▶ REQUIREMENTS
Print the following lines verbatim, leaving out the pictures.

(Detection annotation records)
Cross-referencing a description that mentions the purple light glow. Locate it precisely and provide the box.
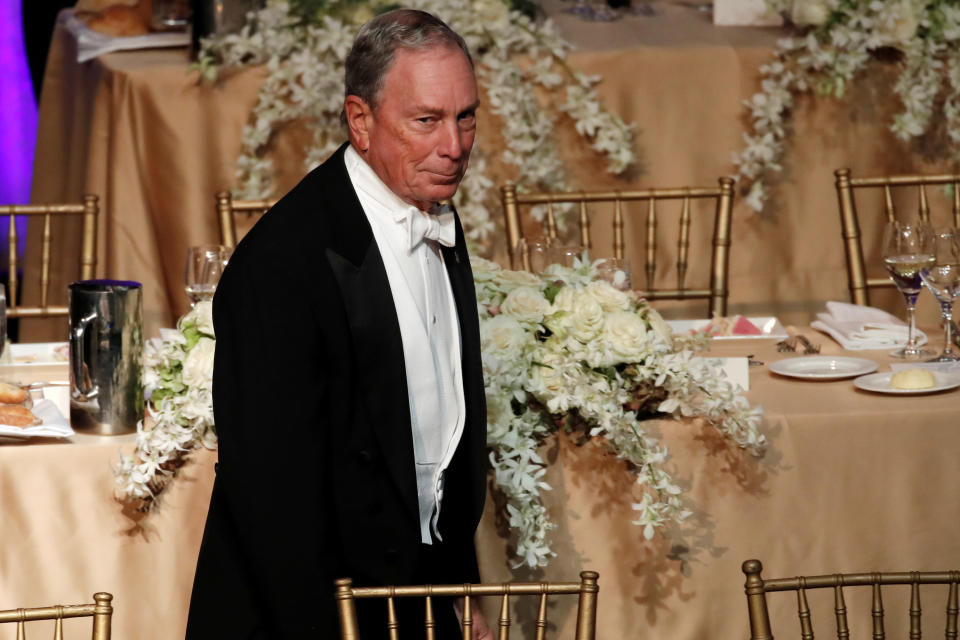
[0,0,37,254]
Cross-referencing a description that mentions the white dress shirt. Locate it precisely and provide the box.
[344,146,466,544]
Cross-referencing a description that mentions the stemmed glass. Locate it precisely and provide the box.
[883,221,936,360]
[920,229,960,362]
[184,244,232,307]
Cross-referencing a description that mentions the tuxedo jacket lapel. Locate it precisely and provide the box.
[326,149,419,522]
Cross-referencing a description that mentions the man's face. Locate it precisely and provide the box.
[361,47,478,210]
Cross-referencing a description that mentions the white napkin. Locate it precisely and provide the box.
[0,398,74,438]
[810,302,927,351]
[59,9,190,62]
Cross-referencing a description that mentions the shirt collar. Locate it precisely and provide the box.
[343,145,419,220]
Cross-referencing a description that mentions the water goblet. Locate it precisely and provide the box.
[883,221,936,360]
[184,244,232,307]
[548,244,584,267]
[512,236,554,273]
[920,229,960,362]
[597,258,633,291]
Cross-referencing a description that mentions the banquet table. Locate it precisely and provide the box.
[22,0,945,340]
[0,327,960,640]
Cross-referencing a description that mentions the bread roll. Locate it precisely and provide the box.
[0,382,30,404]
[84,4,150,38]
[890,369,937,389]
[73,0,137,13]
[0,404,43,427]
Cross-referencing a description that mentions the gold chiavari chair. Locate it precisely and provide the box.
[336,571,599,640]
[0,195,100,318]
[833,169,960,305]
[0,592,113,640]
[743,560,960,640]
[500,177,733,316]
[216,191,276,249]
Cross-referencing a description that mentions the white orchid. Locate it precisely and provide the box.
[114,301,216,509]
[474,259,765,567]
[733,0,960,211]
[197,0,636,248]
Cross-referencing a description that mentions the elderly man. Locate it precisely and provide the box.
[187,10,488,640]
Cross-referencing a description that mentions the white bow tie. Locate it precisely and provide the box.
[396,207,457,251]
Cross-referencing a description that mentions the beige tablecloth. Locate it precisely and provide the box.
[30,2,945,340]
[0,330,960,640]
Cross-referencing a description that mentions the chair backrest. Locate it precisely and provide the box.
[0,592,113,640]
[336,571,599,640]
[0,195,100,318]
[500,177,733,316]
[216,191,276,249]
[833,169,960,305]
[743,560,960,640]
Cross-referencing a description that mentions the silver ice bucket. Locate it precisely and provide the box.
[70,280,143,435]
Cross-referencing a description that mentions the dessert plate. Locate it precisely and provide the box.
[770,356,879,380]
[853,371,960,395]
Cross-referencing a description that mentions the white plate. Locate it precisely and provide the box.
[0,342,70,367]
[0,398,74,440]
[853,371,960,395]
[667,316,789,340]
[770,356,879,380]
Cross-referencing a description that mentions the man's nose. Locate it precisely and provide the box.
[437,122,463,160]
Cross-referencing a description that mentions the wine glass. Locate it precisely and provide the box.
[597,258,633,291]
[184,244,232,307]
[920,229,960,362]
[883,221,936,360]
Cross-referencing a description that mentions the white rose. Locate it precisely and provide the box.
[183,338,217,388]
[790,0,830,27]
[570,293,603,344]
[480,315,527,358]
[530,350,564,394]
[500,287,550,322]
[604,311,647,363]
[553,287,577,312]
[587,280,630,311]
[497,269,540,291]
[879,2,919,43]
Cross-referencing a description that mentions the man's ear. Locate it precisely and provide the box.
[343,95,373,151]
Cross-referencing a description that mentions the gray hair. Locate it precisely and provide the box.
[340,9,473,124]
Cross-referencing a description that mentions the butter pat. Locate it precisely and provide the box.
[890,368,937,389]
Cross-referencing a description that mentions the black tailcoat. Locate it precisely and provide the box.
[187,145,486,640]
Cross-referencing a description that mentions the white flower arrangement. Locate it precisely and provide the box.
[114,258,766,567]
[191,0,635,247]
[114,301,217,511]
[472,258,765,567]
[733,0,960,211]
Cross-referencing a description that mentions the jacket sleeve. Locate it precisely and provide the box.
[213,245,336,638]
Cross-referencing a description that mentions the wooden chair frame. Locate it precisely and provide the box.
[0,592,113,640]
[0,194,100,318]
[743,560,960,640]
[216,191,277,249]
[833,169,960,305]
[336,571,599,640]
[500,177,734,316]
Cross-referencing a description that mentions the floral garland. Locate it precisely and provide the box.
[191,0,635,247]
[734,0,960,211]
[115,258,765,567]
[472,258,765,567]
[114,301,217,504]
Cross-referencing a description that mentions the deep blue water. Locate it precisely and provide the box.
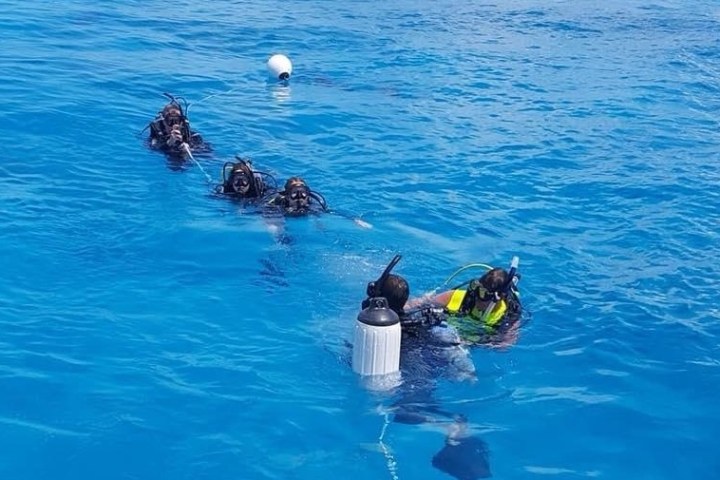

▶ PROBLEM SOLUTION
Cross-referencing a description that mentions the purple light glow. Locate it precisely and provide the box.
[0,0,37,254]
Cross-referencing a description that mentions the white dress shirt. Locate it precisely and provide the box.
[344,146,466,544]
Cross-referencing a description that mentions the stemmed glass. Locate it precisely and provide the box.
[883,221,936,360]
[920,229,960,362]
[184,244,232,307]
Cross-referencing a description that mentions the tuxedo jacket lapel. Locate it precisely and provide the box.
[326,149,419,522]
Cross-referencing a description that mentions the man's face. Locate it precisely and provide the box.
[361,47,478,210]
Cross-referencing a description that mentions the white napkin. Locate it precisely and provide the box.
[0,398,74,438]
[810,302,927,351]
[59,9,190,62]
Cross-referencing a description that mentions the shirt collar. Locate it precisely and provide the box.
[343,145,419,220]
Cross-referencing a description that mentions the water goblet. Locate it precisely and provide the box.
[883,221,936,360]
[184,244,232,307]
[548,244,584,267]
[512,236,554,273]
[920,229,960,362]
[597,258,633,291]
Cross-referencing a description that mentions the banquet table. Locate it precisely and provide the box.
[22,0,945,340]
[0,327,960,640]
Cross-referencing a description that mentions the bread roll. Locate it precisely and provide the box.
[0,382,30,404]
[84,4,150,38]
[890,369,937,389]
[73,0,137,13]
[0,404,43,427]
Cross-referencing a description that mentions the gold chiavari chair. Locate it precisely and provide the box.
[336,571,599,640]
[0,195,100,318]
[833,169,960,305]
[0,592,113,640]
[743,560,960,640]
[500,177,733,316]
[216,191,276,249]
Cross-referencing a description that mentions the white orchid. Locate it precisely and provide the box.
[114,301,216,509]
[474,259,765,567]
[733,0,960,211]
[197,0,636,248]
Cross-referencing a description that mentions the elderly man. Locate it precisely and provide the box.
[187,10,488,640]
Cross-referencing a description that mentions the white bow tie. Locate it precisely and provide the box.
[396,207,457,251]
Cross-referencing a description that mentions the beige tablecloth. Locate it precisely and provide the box.
[30,2,945,340]
[0,330,960,640]
Cross-referencing a description that mentions the chair backrest. Locate it precisely and provide the box.
[0,592,113,640]
[336,571,599,640]
[0,195,100,318]
[500,177,733,316]
[216,191,276,249]
[833,169,960,305]
[743,560,960,640]
Cross-referencing a description that mentions the silver ice bucket. Locate it precisely and provide the box.
[70,280,143,435]
Cross-referencing a description that mentions the dessert plate. Locate it precisely and provide the box.
[770,356,879,380]
[853,371,960,395]
Cross-referencing a description that mentions the white plate. Locate it precisely and provide the box.
[0,342,70,367]
[0,398,74,440]
[853,371,960,395]
[667,316,789,340]
[770,356,879,380]
Cross-referencing a description that mentions the man's nose. Locate it precisely and provide the box.
[437,122,463,160]
Cross-referencing a description that mentions the wine glass. Locate it precisely and provide the box.
[597,258,633,291]
[184,244,232,307]
[920,229,960,362]
[883,221,936,360]
Cross-referencing a description that mentions the white rose. Locate it precisely and provide the box.
[183,338,217,388]
[790,0,830,27]
[570,293,603,344]
[480,315,527,358]
[530,350,564,394]
[500,287,550,322]
[604,311,647,363]
[553,287,577,312]
[587,280,630,311]
[497,269,540,291]
[879,2,919,43]
Cross-referencing a description that mentions the man's ear. Locate it precisely and provide the box.
[343,95,373,151]
Cross-referencing a description that mentions the gray hair. Locate it precisely and provide the box.
[340,9,473,124]
Cross-referencing a description that mentions the butter pat. Locate it precisely and provide the box.
[890,368,937,389]
Cross-referencing a description that mentions the black tailcoat. Locate it precisely and provide the box.
[187,145,486,640]
Cross-referencing a description that mentions the white flower arrangement. Locate it precisely and provide the box.
[114,258,766,567]
[191,0,635,247]
[114,301,217,511]
[472,258,765,567]
[733,0,960,211]
Cross-referencing a description that mentions the jacket sleeve. Locate it precisely and provide the box.
[213,245,336,638]
Cross-referencing a description that mentions the wooden chair frame. Locate it precisely and provide the box.
[0,592,113,640]
[0,194,100,318]
[743,560,960,640]
[216,191,277,249]
[833,169,960,305]
[336,571,599,640]
[500,177,734,316]
Cross-referencing a description that mentions the floral garland. Locate it precisely and provide the box.
[191,0,635,247]
[734,0,960,211]
[115,258,765,567]
[472,258,765,567]
[114,301,217,504]
Cross-referencing a description that mentions the deep blue water. Locate it precisely and provide the box.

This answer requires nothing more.